* _Task requirements_
Restate the records in their entirety, word for word.

* _Items_
* Begin *

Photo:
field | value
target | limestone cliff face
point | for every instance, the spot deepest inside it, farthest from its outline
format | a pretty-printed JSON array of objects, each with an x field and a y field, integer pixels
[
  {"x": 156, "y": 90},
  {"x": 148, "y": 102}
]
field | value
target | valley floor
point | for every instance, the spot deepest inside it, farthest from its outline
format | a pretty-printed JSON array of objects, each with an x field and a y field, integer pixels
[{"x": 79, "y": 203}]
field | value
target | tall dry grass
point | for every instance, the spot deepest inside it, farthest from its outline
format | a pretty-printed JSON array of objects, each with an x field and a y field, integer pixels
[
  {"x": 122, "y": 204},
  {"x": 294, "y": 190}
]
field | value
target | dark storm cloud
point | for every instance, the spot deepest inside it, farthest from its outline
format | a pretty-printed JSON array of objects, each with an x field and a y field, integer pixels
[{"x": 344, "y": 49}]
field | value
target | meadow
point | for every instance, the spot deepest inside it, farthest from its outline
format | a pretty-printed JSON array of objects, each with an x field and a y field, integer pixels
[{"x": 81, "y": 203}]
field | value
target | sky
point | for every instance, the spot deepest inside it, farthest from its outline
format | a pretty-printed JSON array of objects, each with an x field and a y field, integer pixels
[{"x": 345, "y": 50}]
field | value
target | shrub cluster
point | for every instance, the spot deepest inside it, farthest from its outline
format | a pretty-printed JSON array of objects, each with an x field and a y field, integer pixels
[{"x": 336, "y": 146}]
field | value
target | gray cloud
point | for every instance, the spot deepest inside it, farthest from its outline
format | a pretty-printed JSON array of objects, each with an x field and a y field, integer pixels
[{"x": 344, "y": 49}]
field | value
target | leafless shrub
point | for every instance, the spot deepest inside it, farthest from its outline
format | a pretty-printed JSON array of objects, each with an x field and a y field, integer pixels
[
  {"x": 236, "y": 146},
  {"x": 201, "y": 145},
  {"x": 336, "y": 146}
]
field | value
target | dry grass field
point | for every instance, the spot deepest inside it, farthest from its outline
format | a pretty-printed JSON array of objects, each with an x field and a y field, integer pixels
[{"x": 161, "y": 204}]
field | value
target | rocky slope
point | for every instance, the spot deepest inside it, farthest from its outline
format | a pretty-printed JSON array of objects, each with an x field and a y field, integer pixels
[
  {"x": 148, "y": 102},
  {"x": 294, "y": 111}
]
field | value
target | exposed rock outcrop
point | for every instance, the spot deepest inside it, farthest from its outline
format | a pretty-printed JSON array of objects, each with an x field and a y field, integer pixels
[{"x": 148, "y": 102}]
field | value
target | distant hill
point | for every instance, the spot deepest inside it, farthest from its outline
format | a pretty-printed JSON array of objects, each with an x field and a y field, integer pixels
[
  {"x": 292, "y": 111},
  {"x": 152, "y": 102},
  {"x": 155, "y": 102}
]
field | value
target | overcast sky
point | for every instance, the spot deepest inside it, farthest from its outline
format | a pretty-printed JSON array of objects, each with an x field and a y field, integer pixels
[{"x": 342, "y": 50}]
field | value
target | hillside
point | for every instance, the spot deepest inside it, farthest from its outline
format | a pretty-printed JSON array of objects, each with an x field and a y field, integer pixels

* End *

* _Task response_
Photo:
field | value
target | limestone cliff face
point | for every instance, the spot deepest inside it, farthest from its outline
format | a pretty-printed JSON array of objects, each with an x field and a y field, integer pixels
[
  {"x": 156, "y": 90},
  {"x": 148, "y": 102}
]
field | value
target | valley floor
point | for every instance, the spot deepest inside it, farthest from its outline
format | a pretty-printed JSON array of objects, each with an x field and a y field, integer pixels
[{"x": 79, "y": 203}]
field | value
target | tall dry grass
point | for every instance, the spot deepest inside it, farthest from its outline
format | a pretty-printed JSON array of objects, each with an x field and a y field, integer pixels
[
  {"x": 122, "y": 204},
  {"x": 294, "y": 190}
]
field | value
target | dark storm cloud
point | for every instance, the spot deepest inside it, farthest from its outline
format | a pretty-printed JSON array of objects, each with an x field and a y field, integer pixels
[{"x": 344, "y": 49}]
field | value
target | meadow
point | for every instance, the spot deepest inside it, farthest from its outline
format | a pretty-printed JSON array of objects, each with an x field and a y field, integer pixels
[{"x": 81, "y": 203}]
field | value
target | sky
point | for every instance, the spot deepest inside it, farthest from its outline
format | a pretty-printed JSON array of objects, each with an x field and a y field, integer pixels
[{"x": 345, "y": 50}]
field | value
target | shrub cluster
point | for every instance, the spot deepest inside it, farthest from its outline
format | a pretty-printed JSON array of objects, each with an x field and a y field, integer pixels
[{"x": 336, "y": 146}]
field | value
target | gray cloud
point | for every instance, the spot deepest inside it, farthest from its outline
format | a pretty-printed JSON array of objects, each with an x field and a y field, integer pixels
[{"x": 344, "y": 49}]
field | value
target | leafless shrub
point | for every instance, the spot deepest inside it, farthest from its outline
format | a pretty-printed JSON array of objects, each with an x field and a y field, integer pixels
[
  {"x": 236, "y": 146},
  {"x": 201, "y": 145},
  {"x": 336, "y": 146}
]
field | value
target | dry grass field
point | for every instance, the spot deepest inside it, farthest from its outline
format | a pretty-printed JSON array of objects, each with an x field and a y field, integer pixels
[{"x": 161, "y": 204}]
field | value
target | rocky slope
point | for every instance, the spot deepest inside it, farthest from its outline
format | a pretty-printed JSON array of objects, each with an x field and a y field, integer pixels
[
  {"x": 148, "y": 102},
  {"x": 294, "y": 111}
]
field | value
target | exposed rock outcrop
point | for every instance, the spot deepest inside it, farthest from its outline
format | a pretty-printed JSON array of objects, each with an x field and a y field, integer pixels
[{"x": 148, "y": 102}]
field | value
target | distant hill
point | for every instance, the spot deepest inside it, farthest from its outline
format | a pretty-printed JSON array of objects, each with an x field and a y field, integer pixels
[
  {"x": 292, "y": 111},
  {"x": 152, "y": 102},
  {"x": 155, "y": 102}
]
field | value
target | overcast sky
point | for every instance, the spot deepest inside it, farthest from its outline
format | a pretty-printed JSON array of objects, each with an x field and a y field, integer pixels
[{"x": 342, "y": 50}]
field | value
target | hillside
point | for every instance, the spot deepest inside it, farthest from its outline
format | a pretty-printed JSON array of objects, each with an x field and a y field, integer pixels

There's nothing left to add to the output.